*Data shown:*

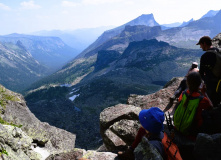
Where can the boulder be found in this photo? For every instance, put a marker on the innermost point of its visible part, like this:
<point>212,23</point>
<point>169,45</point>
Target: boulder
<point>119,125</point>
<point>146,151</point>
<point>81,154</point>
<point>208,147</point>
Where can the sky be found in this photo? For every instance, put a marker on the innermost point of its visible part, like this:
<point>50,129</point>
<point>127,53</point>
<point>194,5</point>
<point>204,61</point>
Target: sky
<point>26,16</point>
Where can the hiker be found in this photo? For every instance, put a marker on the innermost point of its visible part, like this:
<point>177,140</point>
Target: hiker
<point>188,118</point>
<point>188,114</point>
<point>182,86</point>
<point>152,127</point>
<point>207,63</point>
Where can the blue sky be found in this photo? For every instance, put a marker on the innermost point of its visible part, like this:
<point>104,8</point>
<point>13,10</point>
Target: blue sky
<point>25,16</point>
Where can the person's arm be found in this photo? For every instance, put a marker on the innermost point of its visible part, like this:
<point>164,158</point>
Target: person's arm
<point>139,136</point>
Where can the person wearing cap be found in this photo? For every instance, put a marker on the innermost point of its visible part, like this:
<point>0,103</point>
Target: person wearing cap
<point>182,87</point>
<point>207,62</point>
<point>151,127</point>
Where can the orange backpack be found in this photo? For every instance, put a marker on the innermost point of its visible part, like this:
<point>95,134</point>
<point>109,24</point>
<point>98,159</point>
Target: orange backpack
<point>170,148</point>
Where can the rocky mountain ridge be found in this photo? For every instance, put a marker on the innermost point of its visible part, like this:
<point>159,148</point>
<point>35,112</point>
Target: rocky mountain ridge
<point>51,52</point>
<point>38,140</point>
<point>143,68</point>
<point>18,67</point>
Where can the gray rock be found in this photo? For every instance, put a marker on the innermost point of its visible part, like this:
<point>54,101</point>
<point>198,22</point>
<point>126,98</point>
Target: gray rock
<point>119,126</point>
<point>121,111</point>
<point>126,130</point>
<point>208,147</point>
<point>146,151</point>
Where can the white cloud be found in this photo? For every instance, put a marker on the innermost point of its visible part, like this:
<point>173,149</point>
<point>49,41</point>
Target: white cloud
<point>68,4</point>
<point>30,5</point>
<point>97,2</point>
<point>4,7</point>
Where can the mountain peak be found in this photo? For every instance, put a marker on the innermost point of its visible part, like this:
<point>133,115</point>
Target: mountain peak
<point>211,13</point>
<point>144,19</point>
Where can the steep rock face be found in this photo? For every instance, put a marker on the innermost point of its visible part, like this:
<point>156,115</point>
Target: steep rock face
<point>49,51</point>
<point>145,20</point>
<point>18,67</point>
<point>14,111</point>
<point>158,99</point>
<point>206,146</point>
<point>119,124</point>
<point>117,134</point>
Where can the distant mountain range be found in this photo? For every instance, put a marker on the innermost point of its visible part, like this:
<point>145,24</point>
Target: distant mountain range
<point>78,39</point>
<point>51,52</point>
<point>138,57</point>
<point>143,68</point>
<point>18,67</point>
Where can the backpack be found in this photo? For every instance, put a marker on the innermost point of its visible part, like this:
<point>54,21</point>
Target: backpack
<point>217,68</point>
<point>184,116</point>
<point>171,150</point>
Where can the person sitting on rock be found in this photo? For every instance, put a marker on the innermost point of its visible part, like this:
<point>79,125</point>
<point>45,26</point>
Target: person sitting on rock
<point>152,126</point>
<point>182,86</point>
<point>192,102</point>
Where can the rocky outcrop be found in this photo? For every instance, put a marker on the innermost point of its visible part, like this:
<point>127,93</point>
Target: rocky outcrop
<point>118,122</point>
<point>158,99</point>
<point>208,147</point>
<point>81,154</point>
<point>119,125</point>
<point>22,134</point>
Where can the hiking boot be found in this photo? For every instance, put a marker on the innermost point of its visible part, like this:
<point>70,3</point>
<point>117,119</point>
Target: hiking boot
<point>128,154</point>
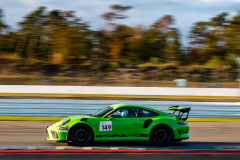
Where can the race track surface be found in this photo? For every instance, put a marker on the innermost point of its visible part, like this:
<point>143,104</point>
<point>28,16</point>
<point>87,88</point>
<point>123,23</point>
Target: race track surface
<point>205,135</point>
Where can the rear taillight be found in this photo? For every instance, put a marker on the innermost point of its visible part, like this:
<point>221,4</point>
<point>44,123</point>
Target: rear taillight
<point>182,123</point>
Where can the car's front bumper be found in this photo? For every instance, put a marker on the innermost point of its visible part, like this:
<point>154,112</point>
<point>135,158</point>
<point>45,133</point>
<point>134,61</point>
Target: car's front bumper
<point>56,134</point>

*Exercise goal:* Each line above is to be duplicated exactly, and the pictures are to be omitted.

*Completed exercise:*
Where can the boulder be found in this photo? For every instance, put a marker on the innermost point of its visible part, like this:
<point>212,23</point>
<point>169,45</point>
Target: boulder
<point>119,125</point>
<point>146,151</point>
<point>81,154</point>
<point>208,147</point>
Where can the sky be found in this photo? For every instance, put a marker on the innermost point of its visible part, like this:
<point>50,129</point>
<point>127,53</point>
<point>194,5</point>
<point>204,61</point>
Target: sky
<point>26,16</point>
Where can the hiker be found in this photo? For every instance, put a marker on the innermost point of its visible part, like this:
<point>177,140</point>
Target: hiker
<point>188,118</point>
<point>188,114</point>
<point>182,86</point>
<point>152,127</point>
<point>207,63</point>
Where can the blue sky be found in this photo? For every instance, put a marker on the innermost point of its visible part, like this:
<point>104,8</point>
<point>13,10</point>
Target: blue sky
<point>25,16</point>
Where can the person's arm be found in this photo? For every instance, put a marker on the innermost point of its visible part, like this:
<point>164,158</point>
Target: person's arm
<point>139,136</point>
Where can the person wearing cap be found in this photo? For every instance, put a marker on the innermost point of its visible part, like this:
<point>0,103</point>
Target: person wearing cap
<point>182,87</point>
<point>207,62</point>
<point>151,127</point>
Where can the orange backpack be found in this photo? For every instance, put a marker on the innermost point of its visible part, like this:
<point>95,134</point>
<point>109,24</point>
<point>98,159</point>
Target: orange backpack
<point>170,148</point>
Where can the rocky mountain ridge be found in this photo? For every instance, put a marker on the innermost point of its visible part, like this:
<point>159,148</point>
<point>35,112</point>
Target: rocky mountain ridge
<point>51,52</point>
<point>38,140</point>
<point>143,68</point>
<point>18,67</point>
Where can the gray rock be found in this photo? For every instance, put a marker on the innermost point of its visible part, like this:
<point>54,101</point>
<point>198,22</point>
<point>126,98</point>
Target: gray rock
<point>119,126</point>
<point>121,111</point>
<point>126,130</point>
<point>208,147</point>
<point>146,151</point>
Where can the white cloud be found in this photo? For every instance, put a marker on the innermost point of its visible part, like this:
<point>173,149</point>
<point>49,41</point>
Target: white cloud
<point>68,4</point>
<point>30,5</point>
<point>97,2</point>
<point>4,7</point>
Where can the mountain peak be found in this photo? For every instance, put a marker on the innermost point of its visible part, like this:
<point>133,115</point>
Target: mountain peak
<point>211,13</point>
<point>144,19</point>
Where can the steep rock face be found in this photo? For every instance, put a marker on the innermost point of its visible part, like this:
<point>156,115</point>
Target: steep rock face
<point>49,51</point>
<point>145,20</point>
<point>18,67</point>
<point>14,111</point>
<point>158,99</point>
<point>206,146</point>
<point>119,124</point>
<point>117,134</point>
Where can the distant mountain range be found in this photo? For every instance, put a marker on the innermost point of its visible part, like this:
<point>145,24</point>
Target: distant mountain range
<point>78,39</point>
<point>51,52</point>
<point>138,57</point>
<point>143,68</point>
<point>18,67</point>
Where can the backpack be found in this photo? For every instance, put a marker on the innermost point of its visible part, like this:
<point>54,21</point>
Target: backpack
<point>217,68</point>
<point>184,116</point>
<point>171,150</point>
Where can the person sitting on rock be found in this photo? For every instance, put a marker on the innermost point of its visible part, like this:
<point>79,125</point>
<point>45,26</point>
Target: person sitting on rock
<point>152,126</point>
<point>182,86</point>
<point>192,102</point>
Where can the rocky outcrop be found in this photo? For every instance, put a marker on the innermost point of its visible part, like this:
<point>127,93</point>
Target: rocky outcrop
<point>118,122</point>
<point>158,99</point>
<point>208,147</point>
<point>81,154</point>
<point>119,125</point>
<point>22,134</point>
Where can the hiking boot be found in this photo? For every instance, put a marker on the innermost point of its visible part, like this:
<point>70,3</point>
<point>117,119</point>
Target: hiking boot
<point>128,154</point>
Where can the race track surface be found in this photo? For every instance, put a marker on the innermost point of its visible part, like this:
<point>143,104</point>
<point>28,16</point>
<point>87,88</point>
<point>123,23</point>
Target: race track surface
<point>205,135</point>
Where can the rear taillight be found in this photo? For every instance, put a marker on the innermost point of its visible part, like this:
<point>221,4</point>
<point>44,123</point>
Target: rear taillight
<point>182,123</point>
Where can the car's front bumper be found in this photo? For every instance, put a marker on the innermost point of its visible part, like this:
<point>154,112</point>
<point>135,158</point>
<point>45,133</point>
<point>134,61</point>
Target: car's front bumper
<point>56,134</point>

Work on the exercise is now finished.